• **Text provided**
## begin

The Musicians Anonymous had a very
fine time playing music in a beautiful garden in Spokane Valley today.
In the frenetic atmosphere of a folk festival we can be overlooked, but
this was a good setting for our quiet and thoughtful old-time music.
And the best thing was, the downpour didn't start till 5 minutes after
we quit...
This afternoon I spent a good deal
of time picking spinach and parboiling it in preparation for freezing.
The last lump I saved out to make quiche with. I also made some huckleberry
muffins to use up some of last year's huckleberries. Sometime in
the last week I defrosted both our fridge and freezer, in anticipation
of starting to fill it with garden produce.
On another front, I began work in
earnest on the website for the local clay hobby group I belong to.
It will be up soon on the web, at the address http://www.cagni.org (for
Clay Arts Guild of North Idaho).
July 17, 2005
Being so busy lately has caused me
to reflect that busy people are seldom reflective. It explains why
our presidents are like they are.
I would have thought more about it but I'm too busy.
So that's it for reflection.
My wife is organizing a block party
next week, pointing out that it's good to know who your neighbors are.
Forrest responded, saying, that way you can know which neighbors you'd
want to have watching your property, and which neighbors you'd want to
watch when they're on your property...
The cagni.org website is now
up.

## end

• **Object location entries for images**
## begin

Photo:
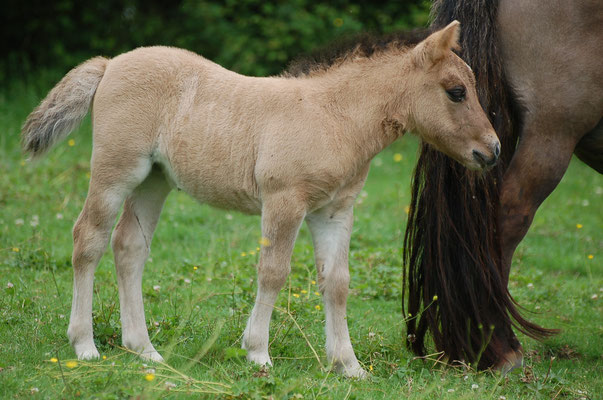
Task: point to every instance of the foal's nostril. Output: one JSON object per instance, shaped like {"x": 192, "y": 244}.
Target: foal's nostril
{"x": 497, "y": 150}
{"x": 483, "y": 161}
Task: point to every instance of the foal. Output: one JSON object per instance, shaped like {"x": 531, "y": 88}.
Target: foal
{"x": 290, "y": 149}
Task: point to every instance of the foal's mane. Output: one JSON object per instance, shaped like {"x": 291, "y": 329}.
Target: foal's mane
{"x": 348, "y": 48}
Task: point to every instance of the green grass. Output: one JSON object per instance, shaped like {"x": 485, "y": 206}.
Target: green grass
{"x": 201, "y": 313}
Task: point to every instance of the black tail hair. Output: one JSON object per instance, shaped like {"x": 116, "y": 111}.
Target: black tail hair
{"x": 451, "y": 245}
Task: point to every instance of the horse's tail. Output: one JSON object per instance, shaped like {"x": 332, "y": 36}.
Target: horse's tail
{"x": 451, "y": 246}
{"x": 64, "y": 107}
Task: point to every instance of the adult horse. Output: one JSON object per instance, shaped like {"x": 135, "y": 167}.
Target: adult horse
{"x": 539, "y": 78}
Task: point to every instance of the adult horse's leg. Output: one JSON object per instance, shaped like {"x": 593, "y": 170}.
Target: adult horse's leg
{"x": 590, "y": 148}
{"x": 282, "y": 215}
{"x": 112, "y": 178}
{"x": 131, "y": 245}
{"x": 535, "y": 170}
{"x": 331, "y": 229}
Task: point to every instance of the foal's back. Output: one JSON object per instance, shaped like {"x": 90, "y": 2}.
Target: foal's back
{"x": 203, "y": 124}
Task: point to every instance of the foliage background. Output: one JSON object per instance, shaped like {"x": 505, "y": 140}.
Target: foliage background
{"x": 253, "y": 37}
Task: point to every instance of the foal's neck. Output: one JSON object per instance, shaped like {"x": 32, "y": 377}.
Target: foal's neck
{"x": 371, "y": 97}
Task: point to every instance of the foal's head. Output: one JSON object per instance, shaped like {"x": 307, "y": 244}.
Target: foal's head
{"x": 446, "y": 112}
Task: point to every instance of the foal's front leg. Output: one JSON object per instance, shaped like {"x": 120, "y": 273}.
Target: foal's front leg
{"x": 282, "y": 216}
{"x": 331, "y": 229}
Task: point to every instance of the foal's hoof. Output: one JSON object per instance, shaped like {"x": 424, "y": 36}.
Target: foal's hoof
{"x": 351, "y": 371}
{"x": 259, "y": 358}
{"x": 86, "y": 352}
{"x": 510, "y": 361}
{"x": 152, "y": 356}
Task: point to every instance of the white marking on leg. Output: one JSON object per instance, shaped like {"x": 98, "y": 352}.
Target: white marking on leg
{"x": 331, "y": 230}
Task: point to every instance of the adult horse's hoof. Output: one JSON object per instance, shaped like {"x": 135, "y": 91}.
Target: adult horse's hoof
{"x": 511, "y": 360}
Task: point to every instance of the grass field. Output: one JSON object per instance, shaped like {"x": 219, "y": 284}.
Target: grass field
{"x": 199, "y": 287}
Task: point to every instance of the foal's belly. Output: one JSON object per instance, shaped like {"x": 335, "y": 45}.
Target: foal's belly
{"x": 212, "y": 177}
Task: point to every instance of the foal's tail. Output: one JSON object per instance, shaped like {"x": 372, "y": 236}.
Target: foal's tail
{"x": 64, "y": 107}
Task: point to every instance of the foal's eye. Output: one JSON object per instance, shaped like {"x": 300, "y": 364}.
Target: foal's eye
{"x": 456, "y": 94}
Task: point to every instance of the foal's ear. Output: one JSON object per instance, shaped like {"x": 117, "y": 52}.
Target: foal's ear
{"x": 438, "y": 44}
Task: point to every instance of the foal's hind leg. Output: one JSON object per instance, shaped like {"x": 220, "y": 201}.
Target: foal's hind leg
{"x": 131, "y": 245}
{"x": 282, "y": 215}
{"x": 111, "y": 181}
{"x": 331, "y": 229}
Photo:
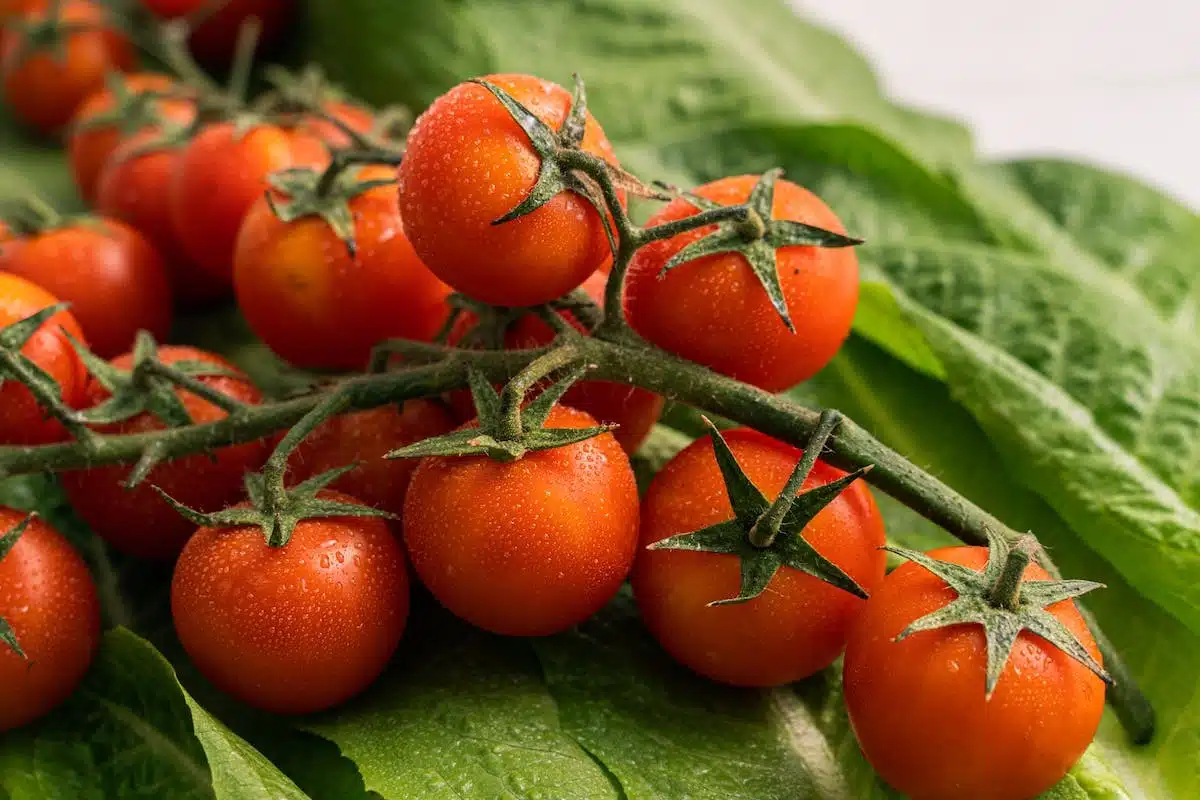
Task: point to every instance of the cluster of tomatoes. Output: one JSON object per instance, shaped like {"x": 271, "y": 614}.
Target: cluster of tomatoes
{"x": 522, "y": 547}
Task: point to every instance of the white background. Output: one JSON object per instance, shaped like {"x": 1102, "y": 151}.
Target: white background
{"x": 1113, "y": 82}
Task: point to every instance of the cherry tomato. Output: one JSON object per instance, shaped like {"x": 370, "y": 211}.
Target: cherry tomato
{"x": 111, "y": 275}
{"x": 528, "y": 547}
{"x": 318, "y": 307}
{"x": 22, "y": 420}
{"x": 798, "y": 625}
{"x": 293, "y": 629}
{"x": 48, "y": 597}
{"x": 715, "y": 312}
{"x": 88, "y": 149}
{"x": 135, "y": 187}
{"x": 467, "y": 164}
{"x": 139, "y": 522}
{"x": 43, "y": 90}
{"x": 217, "y": 180}
{"x": 918, "y": 705}
{"x": 366, "y": 437}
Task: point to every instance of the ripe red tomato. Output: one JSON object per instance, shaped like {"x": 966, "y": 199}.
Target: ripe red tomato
{"x": 715, "y": 312}
{"x": 43, "y": 90}
{"x": 135, "y": 187}
{"x": 139, "y": 522}
{"x": 88, "y": 149}
{"x": 293, "y": 629}
{"x": 366, "y": 437}
{"x": 48, "y": 597}
{"x": 795, "y": 629}
{"x": 467, "y": 164}
{"x": 22, "y": 420}
{"x": 528, "y": 547}
{"x": 217, "y": 180}
{"x": 318, "y": 307}
{"x": 111, "y": 275}
{"x": 918, "y": 705}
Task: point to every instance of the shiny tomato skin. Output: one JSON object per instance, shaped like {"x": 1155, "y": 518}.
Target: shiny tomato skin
{"x": 220, "y": 176}
{"x": 137, "y": 521}
{"x": 799, "y": 624}
{"x": 48, "y": 597}
{"x": 318, "y": 307}
{"x": 528, "y": 547}
{"x": 918, "y": 705}
{"x": 135, "y": 187}
{"x": 111, "y": 275}
{"x": 715, "y": 312}
{"x": 467, "y": 164}
{"x": 294, "y": 629}
{"x": 45, "y": 91}
{"x": 366, "y": 437}
{"x": 22, "y": 420}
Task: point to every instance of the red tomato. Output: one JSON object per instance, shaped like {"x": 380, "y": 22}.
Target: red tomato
{"x": 113, "y": 278}
{"x": 528, "y": 547}
{"x": 798, "y": 625}
{"x": 217, "y": 180}
{"x": 136, "y": 190}
{"x": 715, "y": 312}
{"x": 43, "y": 90}
{"x": 49, "y": 600}
{"x": 293, "y": 629}
{"x": 318, "y": 307}
{"x": 366, "y": 437}
{"x": 918, "y": 705}
{"x": 467, "y": 164}
{"x": 22, "y": 420}
{"x": 139, "y": 522}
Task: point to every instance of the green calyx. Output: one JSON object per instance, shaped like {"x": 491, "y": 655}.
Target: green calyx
{"x": 768, "y": 535}
{"x": 1003, "y": 603}
{"x": 756, "y": 236}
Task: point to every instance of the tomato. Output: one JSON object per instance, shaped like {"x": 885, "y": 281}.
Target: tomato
{"x": 135, "y": 187}
{"x": 217, "y": 180}
{"x": 528, "y": 547}
{"x": 88, "y": 149}
{"x": 366, "y": 437}
{"x": 635, "y": 410}
{"x": 318, "y": 307}
{"x": 139, "y": 522}
{"x": 111, "y": 275}
{"x": 43, "y": 90}
{"x": 293, "y": 629}
{"x": 715, "y": 312}
{"x": 798, "y": 625}
{"x": 48, "y": 597}
{"x": 918, "y": 705}
{"x": 467, "y": 164}
{"x": 22, "y": 420}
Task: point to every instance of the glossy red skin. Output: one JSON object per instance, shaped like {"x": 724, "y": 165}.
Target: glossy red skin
{"x": 918, "y": 705}
{"x": 48, "y": 597}
{"x": 528, "y": 547}
{"x": 43, "y": 91}
{"x": 136, "y": 190}
{"x": 366, "y": 437}
{"x": 295, "y": 629}
{"x": 139, "y": 522}
{"x": 715, "y": 312}
{"x": 22, "y": 420}
{"x": 799, "y": 624}
{"x": 111, "y": 275}
{"x": 88, "y": 150}
{"x": 467, "y": 164}
{"x": 318, "y": 307}
{"x": 220, "y": 176}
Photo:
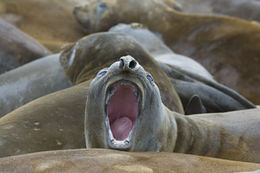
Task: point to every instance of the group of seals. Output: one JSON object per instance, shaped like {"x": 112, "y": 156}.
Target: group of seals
{"x": 198, "y": 91}
{"x": 124, "y": 111}
{"x": 55, "y": 121}
{"x": 214, "y": 41}
{"x": 17, "y": 48}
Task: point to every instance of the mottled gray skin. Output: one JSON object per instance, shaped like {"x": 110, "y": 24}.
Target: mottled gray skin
{"x": 232, "y": 135}
{"x": 157, "y": 138}
{"x": 188, "y": 76}
{"x": 30, "y": 81}
{"x": 157, "y": 48}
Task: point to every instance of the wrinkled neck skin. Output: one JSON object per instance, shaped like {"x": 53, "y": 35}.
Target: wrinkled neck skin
{"x": 152, "y": 129}
{"x": 232, "y": 135}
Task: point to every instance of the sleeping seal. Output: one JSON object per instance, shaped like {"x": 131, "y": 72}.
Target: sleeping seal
{"x": 56, "y": 121}
{"x": 30, "y": 81}
{"x": 227, "y": 47}
{"x": 124, "y": 111}
{"x": 198, "y": 91}
{"x": 17, "y": 48}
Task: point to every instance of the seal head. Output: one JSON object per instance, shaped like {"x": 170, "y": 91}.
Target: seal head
{"x": 123, "y": 104}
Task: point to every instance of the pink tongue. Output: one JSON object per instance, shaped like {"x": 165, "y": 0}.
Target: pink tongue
{"x": 121, "y": 128}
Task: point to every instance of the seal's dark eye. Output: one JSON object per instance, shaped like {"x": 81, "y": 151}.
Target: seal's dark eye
{"x": 150, "y": 78}
{"x": 101, "y": 73}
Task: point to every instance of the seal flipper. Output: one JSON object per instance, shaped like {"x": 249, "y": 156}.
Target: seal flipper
{"x": 195, "y": 106}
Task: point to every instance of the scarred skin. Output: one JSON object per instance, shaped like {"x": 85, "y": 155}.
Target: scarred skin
{"x": 232, "y": 135}
{"x": 227, "y": 47}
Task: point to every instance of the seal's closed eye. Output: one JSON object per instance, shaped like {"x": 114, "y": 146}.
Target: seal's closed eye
{"x": 101, "y": 72}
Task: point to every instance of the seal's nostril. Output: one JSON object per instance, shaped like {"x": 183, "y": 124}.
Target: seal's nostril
{"x": 132, "y": 64}
{"x": 121, "y": 65}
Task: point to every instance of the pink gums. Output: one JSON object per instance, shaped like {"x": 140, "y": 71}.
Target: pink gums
{"x": 122, "y": 110}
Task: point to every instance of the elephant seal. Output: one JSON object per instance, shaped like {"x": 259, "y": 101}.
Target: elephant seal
{"x": 86, "y": 57}
{"x": 193, "y": 83}
{"x": 124, "y": 111}
{"x": 56, "y": 121}
{"x": 30, "y": 81}
{"x": 17, "y": 48}
{"x": 214, "y": 41}
{"x": 103, "y": 160}
{"x": 43, "y": 19}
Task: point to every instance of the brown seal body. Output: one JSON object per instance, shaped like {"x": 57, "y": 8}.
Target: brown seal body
{"x": 124, "y": 111}
{"x": 17, "y": 48}
{"x": 193, "y": 83}
{"x": 87, "y": 56}
{"x": 227, "y": 47}
{"x": 30, "y": 81}
{"x": 56, "y": 121}
{"x": 101, "y": 160}
{"x": 40, "y": 19}
{"x": 52, "y": 122}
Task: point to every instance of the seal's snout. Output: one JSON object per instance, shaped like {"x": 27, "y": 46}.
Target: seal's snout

## end

• **Tasks to complete**
1: Repeat the journal excerpt word for word, starting with "This afternoon I" and going on through "with garden produce.".
2: Write the next part of the journal excerpt, picking up after its final sentence.
The records have no connection to the journal excerpt.

• **Responses**
1:
This afternoon I spent a good deal
of time picking spinach and parboiling it in preparation for freezing.
The last lump I saved out to make quiche with. I also made some huckleberry
muffins to use up some of last year's huckleberries. Sometime in
the last week I defrosted both our fridge and freezer, in anticipation
of starting to fill it with garden produce.

2:
July 18, 2005
It was swimming weather today. I've been trying to swim in
the lake daily (it's something, like fresh cherries, you don't get to experience
most of the year). I bring along my new camera, hoping for wildlife,
but it's been pretty boring. Until today. I finished swimming,
and was about to leave when a female duck came in quick and quacking.
That's passe, but I'd never seen a group of ducklings come out of the rushes
at the sound of her quack before, which they did today. So I tried
to take a picture of her and her 5 ducklings. After that I looked
up and saw an osprey circling on thermals at the end of the mill pond,
and began trying to photograph it. It plunged in the pond and caught
a fish.
Here it is lifting the fish out of
the water.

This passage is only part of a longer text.